--- START ---

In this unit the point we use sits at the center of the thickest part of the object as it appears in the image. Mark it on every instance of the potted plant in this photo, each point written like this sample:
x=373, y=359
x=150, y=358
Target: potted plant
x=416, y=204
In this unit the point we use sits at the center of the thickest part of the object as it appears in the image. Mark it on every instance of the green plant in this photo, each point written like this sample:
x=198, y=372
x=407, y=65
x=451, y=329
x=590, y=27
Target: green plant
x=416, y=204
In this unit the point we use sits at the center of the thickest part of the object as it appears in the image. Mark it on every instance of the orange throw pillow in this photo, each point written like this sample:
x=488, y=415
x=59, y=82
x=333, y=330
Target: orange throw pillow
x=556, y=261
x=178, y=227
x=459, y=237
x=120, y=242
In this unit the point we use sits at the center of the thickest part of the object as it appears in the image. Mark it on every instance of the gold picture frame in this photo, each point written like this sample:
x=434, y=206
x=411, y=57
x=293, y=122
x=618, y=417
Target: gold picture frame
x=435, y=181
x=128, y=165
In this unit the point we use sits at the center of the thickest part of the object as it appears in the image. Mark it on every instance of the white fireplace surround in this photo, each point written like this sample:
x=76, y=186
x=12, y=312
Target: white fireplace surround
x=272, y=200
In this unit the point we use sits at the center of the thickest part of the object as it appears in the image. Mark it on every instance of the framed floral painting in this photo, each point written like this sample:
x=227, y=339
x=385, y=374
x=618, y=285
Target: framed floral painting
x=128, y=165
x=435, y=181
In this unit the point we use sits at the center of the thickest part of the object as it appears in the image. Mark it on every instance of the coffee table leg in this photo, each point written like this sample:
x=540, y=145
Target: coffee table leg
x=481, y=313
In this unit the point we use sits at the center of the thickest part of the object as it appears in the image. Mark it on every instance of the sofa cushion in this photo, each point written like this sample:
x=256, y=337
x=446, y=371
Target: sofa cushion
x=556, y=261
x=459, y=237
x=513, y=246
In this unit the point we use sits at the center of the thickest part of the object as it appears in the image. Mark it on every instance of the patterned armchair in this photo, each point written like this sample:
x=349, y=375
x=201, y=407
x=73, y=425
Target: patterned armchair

--- END ---

Aim of the exercise:
An exact copy of the lines above, from the one containing "x=451, y=329" down to the one containing "x=227, y=339" and including both, is the whole answer; retype it and nothing else.

Response area:
x=451, y=329
x=590, y=27
Target: green plant
x=416, y=204
In this unit the point we use sits at the center of the thickest part of the object as it appears in the image. Mark it on every instance of the orange throw pillow in this photo, each point written like this sample:
x=488, y=415
x=59, y=82
x=333, y=330
Target: orange throw pillow
x=556, y=261
x=178, y=227
x=459, y=237
x=120, y=242
In this unit the point we use sits at the center of the thickest part of the object as it appears in the image. Mark it on every instance of the gold picture frame in this photo, each point written like this sample:
x=434, y=206
x=411, y=57
x=293, y=122
x=618, y=417
Target: gold picture frame
x=435, y=181
x=128, y=165
In this unit the point we use sits at the center of the thickest part of the object as it appears in the image. Mark it on every instance of the white fireplace surround in this photo, each point written like this sample:
x=76, y=186
x=12, y=312
Target: white fireplace surround
x=272, y=200
In this unit the point we use sits at the center of the thickest part of the object as it appears in the image. Mark it on every instance of the framed floral painting in this photo, each point written like this sample:
x=227, y=339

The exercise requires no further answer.